Scores of gunmen have looted the house of Joaquín “El Chapo” Guzmán’s mother, forcing residents to flee the cartel kingpin’s hometown in the mountains of Mexico’s western state of Sinaloa, according to local media reports.

Around 150 heavily armed men raided the remote village of La Tuna on Saturday [June 11], cutting telephone connections and pillaging the home of the capo’s 86-year old mother, Consuelo Loera de Guzmán. Several vehicles were taken from the house.

Two other communities were targeted in the attack, which left at least three people dead, according to the well-connected Sinaloa news organizations Ríodoce.

State governor Mario López Váldez confirmed to reporters that an armed group had entered La Tuna but said it appeared to be a family conflict, not a settling of scores by criminal organisations. He said there were no reports of shootouts or deaths due to the incursion.

Perhaps "just" a family issue.

Or perhaps more complex as a known beef exists within the family between two of El Chapo's brothers and the descendants of a half-brother. One of those descendants married into the Beltran Leyva family; her eldest son is Alfredo Beltran Guzman.

(His father, Alfredo Beltran Leyva, is in US custody awaiting sentencing later this month on drug trafficking charges related to his activities on behalf of the Beltran Leyva Cartel and for Sinaloa prior to a 2008 split between the two DTOs)

Sources told Ríodoce the assailants belonged to the Beltrán Leyva Cartel, which splintered from the Sinaloa Cartel and – though weakened – is still engaged in a bitter conflict with its former allies.

“If it’s true that Chapo’s mother was actually targeted, then it bodes terribly for security in coming months,” Beith said.
https://www.theguardian.com/world/2016/jun/16/el-chapo-mother-house-looted-gunmen-drug-cartel

Riodice reported the attack was organized by members of the Beltran Leyva Organization and by Fausto Isidro Meza Flores, who is known as "Chapito."

The BLO was part of Guzman's Sinaloa cartel until 2008. "Chapito" is believed to have organized a criminal group called "Oficina" that consists of former members of cartels, including from the Zetas, the Gulf cartel and the BLO.

Meza Flores' criminal enterprise is considered the primary rival of Guzman's Sinaloa cartel in the state.

"As a result of this rivalry, the Meza Flores [drug trafficking organization] has engaged in an extremely violent turf war with the Sinaloa Cartel which has resulted in the quadrupling of drug-war killings in the last four years and an increase in kidnappings and arson within the state of Sinaloa," the U.S. Department of Treasury said in a 2013 statement, adding that the group "has been responsible for the distribution of large quantities of methamphetamine, heroin, marijuana, and cocaine to the United States" since 2000.

**Source data**
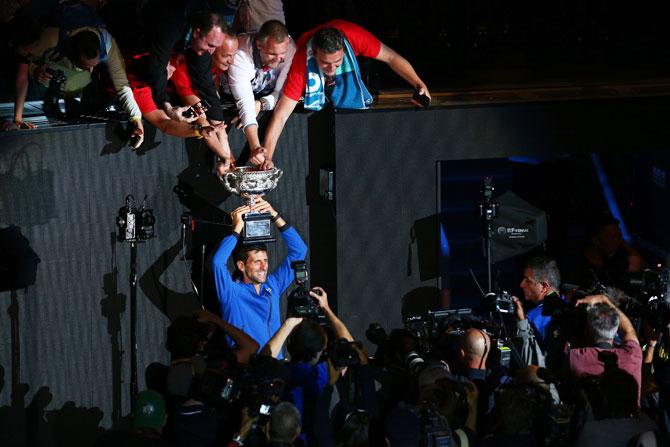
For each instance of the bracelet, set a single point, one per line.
(197, 129)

**Problems to work on**
1. Transcribe the passage of the article on the La Tuna raid that begins at the words "Scores of gunmen" and stops after "from the house.".
2. Answer these questions using the article on the La Tuna raid:
(a) About how many heavily armed men raided La Tuna?
(b) Who confirmed to reporters that an armed group had entered La Tuna?
(c) By what name is Fausto Isidro Meza Flores known?

**Responses by task**
1.
Scores of gunmen have looted the house of Joaquín “El Chapo” Guzmán’s mother, forcing residents to flee the cartel kingpin’s hometown in the mountains of Mexico’s western state of Sinaloa, according to local media reports.

Around 150 heavily armed men raided the remote village of La Tuna on Saturday [June 11], cutting telephone connections and pillaging the home of the capo’s 86-year old mother, Consuelo Loera de Guzmán. Several vehicles were taken from the house.

2.
(a) Around 150.
(b) State governor Mario López Váldez.
(c) "Chapito."